§ THE TASK
Your answer is the line containing "Would you be able to point out the car shadow" plus every line after it to the end of the data below, transcribed exactly and with nothing else.
=-=-=
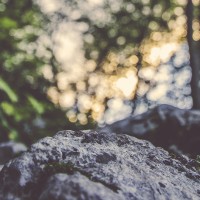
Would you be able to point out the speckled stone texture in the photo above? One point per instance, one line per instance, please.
(90, 165)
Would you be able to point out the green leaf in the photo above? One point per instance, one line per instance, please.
(7, 108)
(36, 104)
(7, 23)
(8, 90)
(13, 135)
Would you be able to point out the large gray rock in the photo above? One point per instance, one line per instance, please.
(86, 165)
(9, 150)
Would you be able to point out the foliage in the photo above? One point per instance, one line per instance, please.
(26, 113)
(116, 39)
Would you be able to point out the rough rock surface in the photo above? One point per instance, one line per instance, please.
(86, 165)
(9, 150)
(165, 126)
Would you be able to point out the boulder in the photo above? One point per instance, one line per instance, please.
(88, 165)
(9, 150)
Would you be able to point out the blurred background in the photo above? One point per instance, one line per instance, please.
(78, 64)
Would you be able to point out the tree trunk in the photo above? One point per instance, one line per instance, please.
(194, 50)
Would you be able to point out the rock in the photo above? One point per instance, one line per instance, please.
(171, 128)
(80, 165)
(9, 150)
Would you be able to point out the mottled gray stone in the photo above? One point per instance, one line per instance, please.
(95, 165)
(9, 150)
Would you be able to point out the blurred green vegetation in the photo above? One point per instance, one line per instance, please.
(26, 113)
(113, 29)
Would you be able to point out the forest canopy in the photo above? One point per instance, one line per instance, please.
(73, 64)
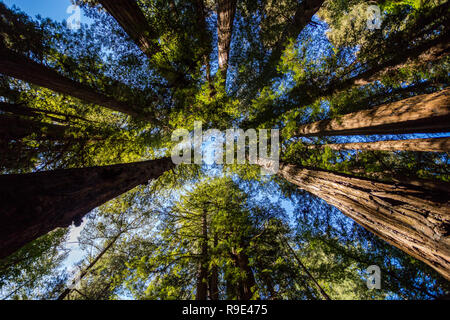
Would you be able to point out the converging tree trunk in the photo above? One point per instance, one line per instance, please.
(247, 282)
(202, 278)
(34, 204)
(226, 10)
(421, 114)
(413, 219)
(214, 275)
(23, 68)
(424, 145)
(303, 15)
(310, 276)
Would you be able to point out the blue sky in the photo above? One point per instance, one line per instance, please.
(54, 9)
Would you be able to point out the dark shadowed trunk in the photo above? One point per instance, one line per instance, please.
(226, 10)
(132, 20)
(34, 204)
(23, 68)
(413, 219)
(246, 284)
(421, 114)
(16, 128)
(424, 145)
(310, 276)
(202, 277)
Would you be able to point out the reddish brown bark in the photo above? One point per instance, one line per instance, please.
(303, 15)
(421, 114)
(23, 68)
(424, 145)
(310, 276)
(34, 204)
(246, 284)
(214, 276)
(413, 219)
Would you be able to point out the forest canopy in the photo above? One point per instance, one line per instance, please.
(94, 208)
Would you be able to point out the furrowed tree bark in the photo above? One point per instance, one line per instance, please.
(413, 219)
(310, 276)
(131, 18)
(226, 10)
(428, 113)
(34, 204)
(16, 128)
(202, 278)
(248, 282)
(133, 21)
(67, 291)
(424, 145)
(23, 68)
(214, 276)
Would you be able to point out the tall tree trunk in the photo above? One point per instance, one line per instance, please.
(34, 204)
(247, 283)
(303, 15)
(424, 145)
(214, 276)
(434, 185)
(412, 219)
(420, 114)
(23, 68)
(131, 18)
(226, 10)
(310, 276)
(67, 291)
(202, 278)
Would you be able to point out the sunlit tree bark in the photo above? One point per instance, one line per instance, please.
(414, 220)
(226, 10)
(420, 114)
(23, 68)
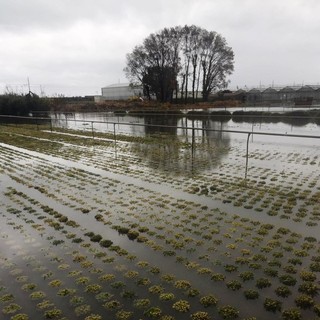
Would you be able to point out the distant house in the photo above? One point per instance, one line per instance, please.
(121, 91)
(270, 95)
(254, 95)
(287, 93)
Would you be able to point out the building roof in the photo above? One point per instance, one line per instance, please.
(118, 85)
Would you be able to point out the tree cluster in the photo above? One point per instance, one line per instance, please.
(179, 60)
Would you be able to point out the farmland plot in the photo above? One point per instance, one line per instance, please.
(154, 228)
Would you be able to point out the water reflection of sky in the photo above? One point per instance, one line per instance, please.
(180, 126)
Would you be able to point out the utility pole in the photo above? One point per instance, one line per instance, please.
(29, 85)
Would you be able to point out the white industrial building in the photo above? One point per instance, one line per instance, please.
(121, 91)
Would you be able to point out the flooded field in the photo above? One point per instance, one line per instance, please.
(159, 225)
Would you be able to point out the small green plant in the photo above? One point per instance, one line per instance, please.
(208, 301)
(272, 305)
(181, 306)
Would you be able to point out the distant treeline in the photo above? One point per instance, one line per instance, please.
(296, 117)
(22, 105)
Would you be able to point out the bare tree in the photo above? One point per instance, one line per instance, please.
(190, 52)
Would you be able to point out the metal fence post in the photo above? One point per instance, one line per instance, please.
(115, 139)
(247, 155)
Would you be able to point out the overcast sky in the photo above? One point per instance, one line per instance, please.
(75, 47)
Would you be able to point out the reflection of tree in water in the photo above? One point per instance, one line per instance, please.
(180, 151)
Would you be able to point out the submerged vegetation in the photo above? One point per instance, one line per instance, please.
(87, 233)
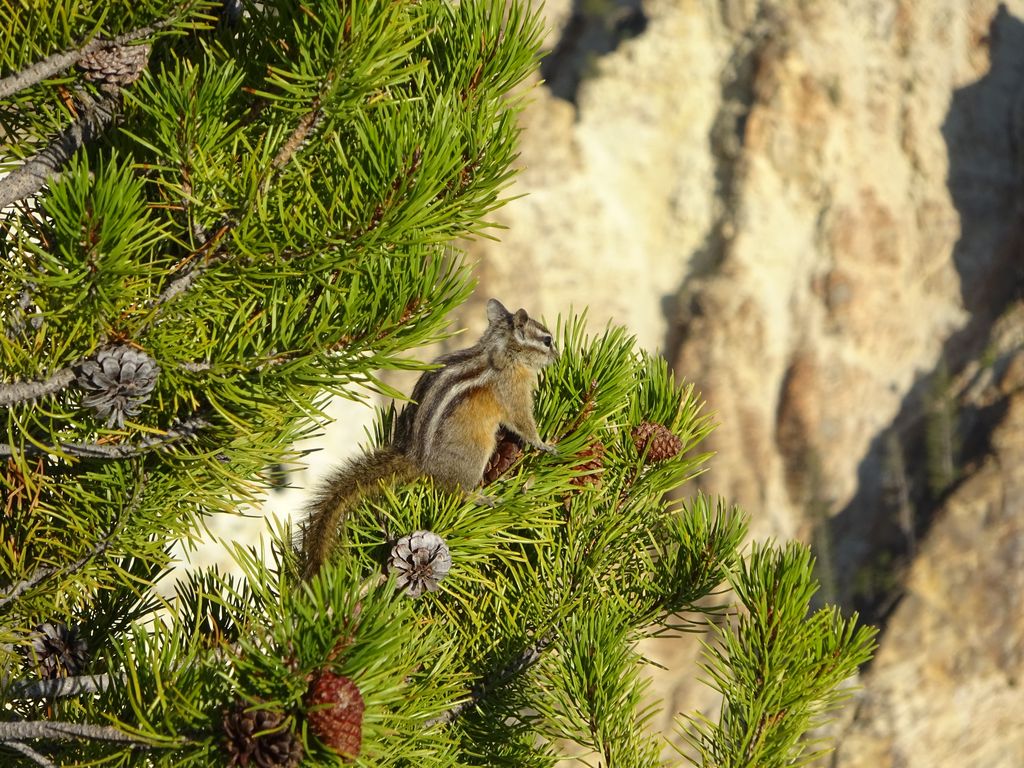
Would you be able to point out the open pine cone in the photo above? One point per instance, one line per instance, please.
(118, 381)
(420, 561)
(115, 66)
(56, 651)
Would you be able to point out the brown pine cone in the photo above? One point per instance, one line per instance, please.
(334, 711)
(262, 738)
(594, 463)
(509, 449)
(658, 441)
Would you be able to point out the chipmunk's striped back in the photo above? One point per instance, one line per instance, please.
(449, 431)
(450, 428)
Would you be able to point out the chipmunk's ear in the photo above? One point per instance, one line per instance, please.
(497, 311)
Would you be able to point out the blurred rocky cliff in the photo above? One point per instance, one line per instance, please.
(815, 209)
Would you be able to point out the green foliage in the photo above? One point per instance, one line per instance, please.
(267, 221)
(778, 668)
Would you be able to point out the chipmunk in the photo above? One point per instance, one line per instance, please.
(449, 431)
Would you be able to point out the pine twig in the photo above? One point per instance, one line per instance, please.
(529, 655)
(31, 177)
(19, 730)
(34, 756)
(57, 62)
(97, 549)
(19, 391)
(62, 686)
(184, 430)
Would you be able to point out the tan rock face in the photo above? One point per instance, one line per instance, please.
(812, 208)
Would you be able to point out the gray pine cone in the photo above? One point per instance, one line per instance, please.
(420, 561)
(115, 66)
(56, 651)
(119, 381)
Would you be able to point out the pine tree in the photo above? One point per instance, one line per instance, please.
(216, 215)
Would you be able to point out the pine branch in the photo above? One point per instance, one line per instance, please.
(57, 62)
(17, 731)
(97, 549)
(20, 391)
(31, 177)
(32, 755)
(529, 655)
(184, 430)
(62, 686)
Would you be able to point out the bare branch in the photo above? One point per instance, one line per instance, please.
(30, 178)
(61, 686)
(183, 431)
(19, 730)
(32, 755)
(19, 391)
(478, 692)
(57, 62)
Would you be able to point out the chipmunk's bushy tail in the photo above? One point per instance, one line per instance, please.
(358, 477)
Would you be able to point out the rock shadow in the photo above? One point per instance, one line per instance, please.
(900, 485)
(594, 29)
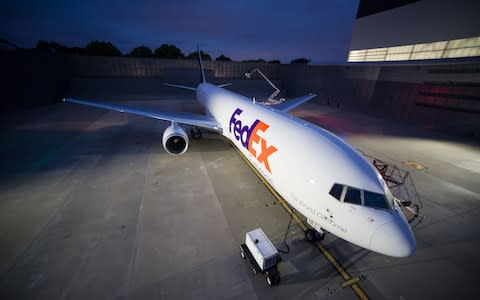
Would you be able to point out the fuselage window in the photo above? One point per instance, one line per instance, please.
(375, 200)
(353, 196)
(336, 191)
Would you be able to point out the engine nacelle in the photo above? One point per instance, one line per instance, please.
(175, 140)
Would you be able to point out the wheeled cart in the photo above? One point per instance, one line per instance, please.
(262, 256)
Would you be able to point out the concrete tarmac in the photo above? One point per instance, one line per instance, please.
(91, 206)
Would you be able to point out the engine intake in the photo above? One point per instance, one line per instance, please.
(175, 140)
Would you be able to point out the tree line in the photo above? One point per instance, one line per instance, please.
(101, 48)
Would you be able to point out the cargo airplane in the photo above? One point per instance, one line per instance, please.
(317, 173)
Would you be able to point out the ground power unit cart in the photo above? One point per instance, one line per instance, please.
(262, 256)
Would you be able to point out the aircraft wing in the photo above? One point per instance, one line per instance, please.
(184, 118)
(290, 104)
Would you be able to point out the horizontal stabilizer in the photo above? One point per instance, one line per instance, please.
(183, 118)
(181, 86)
(290, 104)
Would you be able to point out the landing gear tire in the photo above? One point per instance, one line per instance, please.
(195, 133)
(269, 280)
(313, 235)
(320, 236)
(310, 235)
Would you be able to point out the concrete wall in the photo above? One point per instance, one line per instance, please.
(28, 79)
(444, 97)
(420, 22)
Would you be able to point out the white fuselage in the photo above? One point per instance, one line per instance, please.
(302, 162)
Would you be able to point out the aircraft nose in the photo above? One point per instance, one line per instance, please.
(393, 239)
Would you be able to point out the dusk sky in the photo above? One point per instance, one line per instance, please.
(251, 29)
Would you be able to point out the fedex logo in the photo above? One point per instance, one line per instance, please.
(249, 136)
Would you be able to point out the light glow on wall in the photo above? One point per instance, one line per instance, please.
(445, 49)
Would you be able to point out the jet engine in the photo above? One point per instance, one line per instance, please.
(175, 140)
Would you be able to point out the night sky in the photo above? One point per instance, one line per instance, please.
(251, 29)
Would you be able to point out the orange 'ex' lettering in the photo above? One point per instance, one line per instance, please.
(266, 151)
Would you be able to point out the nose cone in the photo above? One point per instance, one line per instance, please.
(393, 239)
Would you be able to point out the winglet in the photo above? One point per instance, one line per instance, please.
(202, 74)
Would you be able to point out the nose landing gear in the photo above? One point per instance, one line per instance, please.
(312, 235)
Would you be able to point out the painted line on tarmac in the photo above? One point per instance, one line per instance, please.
(348, 279)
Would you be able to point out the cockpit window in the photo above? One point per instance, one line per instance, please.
(353, 196)
(336, 191)
(375, 200)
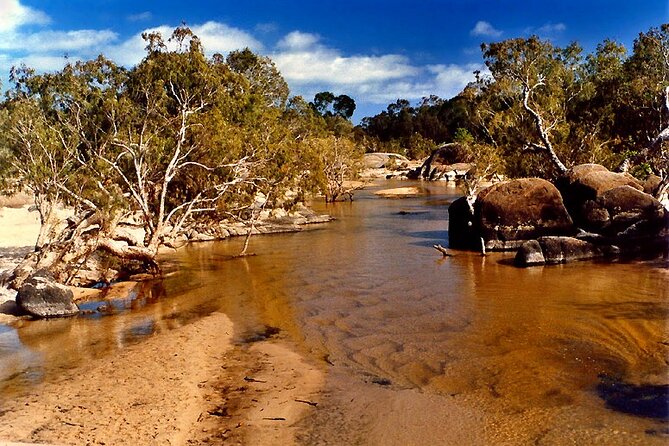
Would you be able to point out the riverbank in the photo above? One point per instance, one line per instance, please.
(190, 385)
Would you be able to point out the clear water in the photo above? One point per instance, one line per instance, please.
(369, 295)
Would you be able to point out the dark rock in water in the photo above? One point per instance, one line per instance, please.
(652, 184)
(511, 212)
(462, 232)
(651, 401)
(267, 333)
(378, 160)
(530, 254)
(41, 296)
(553, 250)
(610, 203)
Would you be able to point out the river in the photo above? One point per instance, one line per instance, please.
(535, 353)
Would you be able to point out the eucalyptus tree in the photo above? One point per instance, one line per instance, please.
(537, 82)
(164, 144)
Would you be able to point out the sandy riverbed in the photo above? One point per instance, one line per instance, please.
(190, 385)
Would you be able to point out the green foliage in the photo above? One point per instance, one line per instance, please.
(543, 107)
(177, 138)
(328, 105)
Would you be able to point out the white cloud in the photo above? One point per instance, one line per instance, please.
(215, 37)
(451, 79)
(297, 40)
(303, 60)
(483, 28)
(547, 29)
(14, 15)
(140, 17)
(40, 62)
(45, 41)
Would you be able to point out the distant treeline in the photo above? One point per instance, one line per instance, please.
(540, 102)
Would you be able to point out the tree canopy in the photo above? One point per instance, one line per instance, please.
(174, 141)
(545, 108)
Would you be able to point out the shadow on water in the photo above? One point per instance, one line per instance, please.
(651, 401)
(428, 238)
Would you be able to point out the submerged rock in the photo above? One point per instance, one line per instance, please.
(649, 400)
(609, 203)
(41, 296)
(553, 250)
(462, 233)
(379, 160)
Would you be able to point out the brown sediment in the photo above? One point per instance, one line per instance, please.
(184, 386)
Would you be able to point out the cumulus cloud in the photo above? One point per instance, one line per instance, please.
(485, 29)
(303, 60)
(309, 67)
(14, 15)
(215, 37)
(550, 28)
(547, 30)
(45, 41)
(297, 40)
(449, 80)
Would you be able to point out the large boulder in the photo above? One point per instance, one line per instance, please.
(379, 160)
(511, 212)
(553, 250)
(41, 296)
(462, 232)
(612, 204)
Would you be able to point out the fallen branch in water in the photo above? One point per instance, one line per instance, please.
(311, 403)
(253, 380)
(442, 250)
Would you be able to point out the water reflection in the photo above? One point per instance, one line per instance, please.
(369, 295)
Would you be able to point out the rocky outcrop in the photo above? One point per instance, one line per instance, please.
(553, 250)
(41, 296)
(609, 203)
(448, 162)
(379, 160)
(509, 213)
(462, 231)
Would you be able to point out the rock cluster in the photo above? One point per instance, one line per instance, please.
(41, 296)
(448, 163)
(591, 213)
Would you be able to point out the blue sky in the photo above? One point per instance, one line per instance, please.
(375, 51)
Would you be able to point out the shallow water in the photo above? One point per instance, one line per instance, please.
(368, 295)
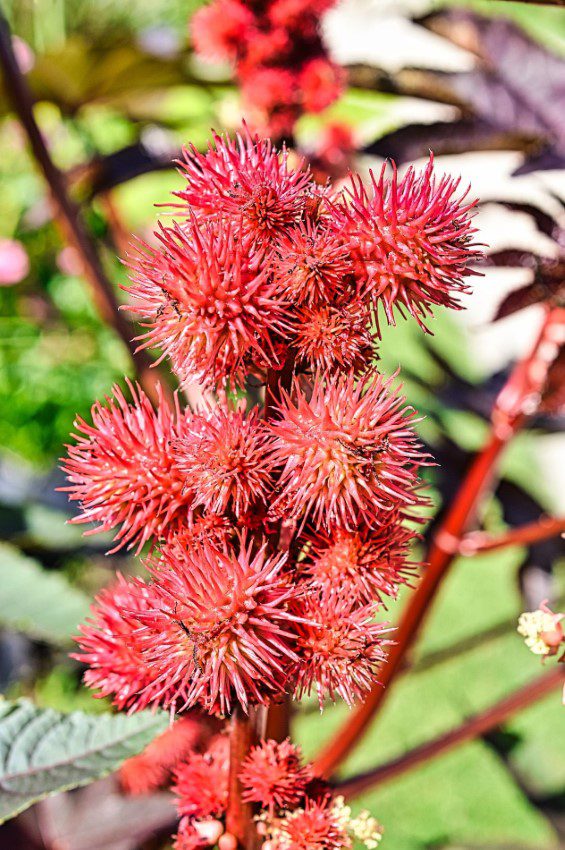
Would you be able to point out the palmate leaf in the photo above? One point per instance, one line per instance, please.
(43, 752)
(38, 603)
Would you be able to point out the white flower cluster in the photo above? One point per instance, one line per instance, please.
(532, 625)
(365, 828)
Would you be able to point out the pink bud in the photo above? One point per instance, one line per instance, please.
(227, 842)
(554, 637)
(209, 830)
(14, 262)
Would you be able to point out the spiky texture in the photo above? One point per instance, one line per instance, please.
(226, 461)
(312, 264)
(246, 179)
(274, 776)
(221, 630)
(412, 240)
(365, 564)
(208, 301)
(314, 827)
(121, 469)
(347, 454)
(334, 336)
(340, 647)
(201, 782)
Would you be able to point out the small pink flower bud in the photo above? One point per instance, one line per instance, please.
(209, 830)
(227, 841)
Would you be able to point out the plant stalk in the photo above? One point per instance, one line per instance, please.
(519, 397)
(470, 729)
(67, 212)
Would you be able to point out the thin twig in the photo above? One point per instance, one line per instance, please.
(524, 535)
(470, 729)
(239, 815)
(68, 213)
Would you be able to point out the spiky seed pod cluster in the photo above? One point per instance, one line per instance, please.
(273, 537)
(262, 261)
(299, 813)
(278, 55)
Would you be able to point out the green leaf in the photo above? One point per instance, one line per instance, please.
(43, 752)
(40, 604)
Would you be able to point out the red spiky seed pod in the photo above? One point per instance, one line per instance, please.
(201, 781)
(247, 179)
(122, 472)
(312, 262)
(320, 83)
(274, 776)
(222, 629)
(334, 337)
(347, 454)
(187, 837)
(340, 645)
(208, 300)
(110, 646)
(412, 239)
(226, 461)
(314, 827)
(152, 769)
(366, 564)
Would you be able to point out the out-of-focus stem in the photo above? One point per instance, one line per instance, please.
(68, 213)
(440, 558)
(518, 398)
(524, 535)
(278, 717)
(472, 728)
(239, 815)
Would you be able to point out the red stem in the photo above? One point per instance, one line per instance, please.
(524, 535)
(520, 394)
(467, 731)
(68, 214)
(440, 558)
(239, 815)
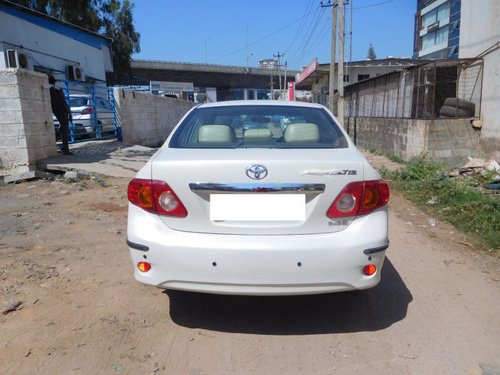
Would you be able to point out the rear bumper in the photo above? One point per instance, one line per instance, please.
(257, 265)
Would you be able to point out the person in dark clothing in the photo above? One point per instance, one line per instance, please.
(62, 112)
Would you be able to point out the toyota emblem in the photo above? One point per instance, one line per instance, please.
(256, 172)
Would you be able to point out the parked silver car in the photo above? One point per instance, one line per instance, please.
(258, 198)
(92, 116)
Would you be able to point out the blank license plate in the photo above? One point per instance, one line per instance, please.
(257, 207)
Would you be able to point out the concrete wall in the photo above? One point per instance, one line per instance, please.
(447, 140)
(26, 127)
(479, 31)
(147, 119)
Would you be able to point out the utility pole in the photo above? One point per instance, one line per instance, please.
(331, 83)
(279, 56)
(340, 104)
(285, 86)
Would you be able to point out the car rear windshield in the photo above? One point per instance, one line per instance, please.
(254, 126)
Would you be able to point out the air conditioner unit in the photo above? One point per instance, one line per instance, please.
(15, 59)
(76, 73)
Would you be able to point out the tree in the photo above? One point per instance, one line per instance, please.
(118, 25)
(371, 53)
(112, 18)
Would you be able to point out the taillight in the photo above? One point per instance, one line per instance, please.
(359, 198)
(87, 111)
(155, 197)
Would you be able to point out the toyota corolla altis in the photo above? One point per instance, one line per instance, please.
(258, 198)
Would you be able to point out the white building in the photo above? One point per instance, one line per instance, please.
(437, 29)
(34, 41)
(480, 37)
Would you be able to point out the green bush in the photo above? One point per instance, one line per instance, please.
(456, 200)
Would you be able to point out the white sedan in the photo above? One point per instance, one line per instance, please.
(258, 198)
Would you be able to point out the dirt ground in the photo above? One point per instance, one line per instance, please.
(63, 256)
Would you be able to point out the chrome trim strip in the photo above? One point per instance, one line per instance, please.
(210, 188)
(137, 246)
(375, 250)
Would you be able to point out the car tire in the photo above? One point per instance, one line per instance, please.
(453, 112)
(461, 104)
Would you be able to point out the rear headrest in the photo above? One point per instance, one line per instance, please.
(257, 134)
(302, 132)
(215, 134)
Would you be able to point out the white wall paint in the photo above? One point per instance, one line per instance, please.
(479, 30)
(65, 51)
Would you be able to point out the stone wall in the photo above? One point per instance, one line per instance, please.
(447, 140)
(26, 127)
(147, 119)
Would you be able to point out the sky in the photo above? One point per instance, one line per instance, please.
(242, 32)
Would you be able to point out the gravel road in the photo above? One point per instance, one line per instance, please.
(63, 256)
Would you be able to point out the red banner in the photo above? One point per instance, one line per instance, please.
(291, 91)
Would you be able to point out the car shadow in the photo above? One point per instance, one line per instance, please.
(370, 310)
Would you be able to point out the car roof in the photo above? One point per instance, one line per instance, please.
(261, 103)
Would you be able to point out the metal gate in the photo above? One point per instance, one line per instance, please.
(93, 110)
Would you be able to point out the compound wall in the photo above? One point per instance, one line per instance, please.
(447, 140)
(147, 119)
(26, 127)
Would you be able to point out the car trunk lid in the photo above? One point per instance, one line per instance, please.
(224, 195)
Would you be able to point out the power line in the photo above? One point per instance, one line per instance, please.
(263, 38)
(319, 37)
(374, 5)
(299, 52)
(301, 26)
=-=-=
§ WRITTEN REPLY
Would you be able to point out the car shadow in the photo above? One point per instance, one line per instance, please.
(370, 310)
Would you be able to point out the car roof in the photo above? One point per instance, one line per instance, please.
(261, 103)
Would you be able to point out the metal gate in the photo above? One point per instance, one line per instance, please.
(93, 110)
Would you be able to point out the compound wall in the photo above? One point per instance, one line per instance, please.
(447, 140)
(147, 119)
(26, 127)
Would you be able to point out the car trunk lid in the photo above? One point per instance, one line per instance, please.
(224, 195)
Would you be able to point out the power line in the photo above? One point per instance, one line per instance, please.
(263, 38)
(319, 37)
(374, 5)
(299, 52)
(301, 26)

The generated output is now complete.